**Bagian Dokumen:**
Defisit perdagangan pangan terjadi sejak 2007, juga dgn kecenderungan membesar |
JAKARTA – Pemerintah diminta segera mengurangi, bahkan menghentikan, impor komoditas pangan, terutama gandum.
Selain menguras devisa negara yang sangat besar setiap tahun, kebergantungan pada pangan yang tidak bisa diproduksi di Tanah Air itu bakal mengancam cita-cita kemandirian pangan dan kedaulatan negara.
Gandumisasi atau penerapan politik gandum yang semula bertujuan mengurangi kebergantungan pada beras sebagai makanan pokok rakyat, dalam perkembangannnya selama lebih dari 30 tahun, justru menghambat diversifi kasi pangan dari bahan lokal dan mematikan harapan hidup petani nasional. Mempertahankan politik gandum sama saja membahayakan masa depan 240 juta rakyat Indonesia demi keuntungan segelintir konglomerat monopolis importir gandum yang selama ini mendapatkan perlakuan istimewa pemerintah, seperti pembebasan bea masuk impor.

**Soal Latihan 1:** Tuliskan kembali bagian teks tentang impor gandum, mulai dari "Defisit perdagangan pangan" dan berakhir pada "pangan, terutama gandum.".
**Soal Latihan 2:** Menurut teks tentang impor gandum, perlakuan istimewa apa yang diterima importir gandum dari pemerintah?
Daftar ini diambil dari sumber yang berbeda.

**Entri penunjukan dan pelabelan:**
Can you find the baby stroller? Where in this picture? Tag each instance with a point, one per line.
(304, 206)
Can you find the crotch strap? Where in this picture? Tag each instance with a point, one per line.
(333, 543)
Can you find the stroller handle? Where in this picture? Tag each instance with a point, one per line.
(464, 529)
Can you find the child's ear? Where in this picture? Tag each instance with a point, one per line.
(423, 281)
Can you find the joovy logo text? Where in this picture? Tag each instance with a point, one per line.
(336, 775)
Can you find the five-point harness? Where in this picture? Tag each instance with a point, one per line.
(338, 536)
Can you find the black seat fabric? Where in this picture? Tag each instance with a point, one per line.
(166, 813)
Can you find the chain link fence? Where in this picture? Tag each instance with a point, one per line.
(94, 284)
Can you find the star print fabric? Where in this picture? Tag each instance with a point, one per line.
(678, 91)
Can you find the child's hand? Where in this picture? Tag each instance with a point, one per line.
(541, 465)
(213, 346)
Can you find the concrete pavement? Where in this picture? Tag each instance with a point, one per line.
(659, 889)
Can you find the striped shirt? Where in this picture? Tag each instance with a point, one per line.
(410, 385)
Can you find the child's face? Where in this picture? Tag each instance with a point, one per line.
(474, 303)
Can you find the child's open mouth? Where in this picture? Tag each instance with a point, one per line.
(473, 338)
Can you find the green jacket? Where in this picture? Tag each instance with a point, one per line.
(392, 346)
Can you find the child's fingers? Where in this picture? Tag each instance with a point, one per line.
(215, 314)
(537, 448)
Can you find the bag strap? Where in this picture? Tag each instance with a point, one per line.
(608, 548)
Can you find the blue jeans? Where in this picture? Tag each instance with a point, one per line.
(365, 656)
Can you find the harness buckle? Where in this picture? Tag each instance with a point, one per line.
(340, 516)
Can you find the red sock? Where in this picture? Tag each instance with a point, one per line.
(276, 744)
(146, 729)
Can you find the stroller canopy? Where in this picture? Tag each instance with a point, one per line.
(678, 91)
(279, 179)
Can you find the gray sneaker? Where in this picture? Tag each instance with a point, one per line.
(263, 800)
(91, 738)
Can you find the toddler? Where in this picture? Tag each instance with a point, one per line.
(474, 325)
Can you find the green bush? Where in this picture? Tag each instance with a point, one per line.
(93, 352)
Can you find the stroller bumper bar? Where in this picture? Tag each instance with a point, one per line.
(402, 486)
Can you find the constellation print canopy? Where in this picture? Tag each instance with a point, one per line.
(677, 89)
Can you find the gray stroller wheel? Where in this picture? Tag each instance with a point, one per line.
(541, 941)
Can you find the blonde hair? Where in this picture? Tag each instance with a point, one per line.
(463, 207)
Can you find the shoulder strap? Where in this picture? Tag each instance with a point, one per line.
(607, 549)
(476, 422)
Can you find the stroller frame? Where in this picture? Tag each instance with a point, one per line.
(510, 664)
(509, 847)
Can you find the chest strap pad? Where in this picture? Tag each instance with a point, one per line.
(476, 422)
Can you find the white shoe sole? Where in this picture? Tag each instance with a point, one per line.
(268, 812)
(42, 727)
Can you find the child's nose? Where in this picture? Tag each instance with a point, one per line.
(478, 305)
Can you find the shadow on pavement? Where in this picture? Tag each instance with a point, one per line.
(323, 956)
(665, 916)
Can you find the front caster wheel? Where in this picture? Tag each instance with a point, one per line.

**Jawaban Benar 1:**
Defisit perdagangan pangan terjadi sejak 2007, juga dgn kecenderungan membesar |
JAKARTA – Pemerintah diminta segera mengurangi, bahkan menghentikan, impor komoditas pangan, terutama gandum.

**Jawaban Benar 2:** Pembebasan bea masuk impor.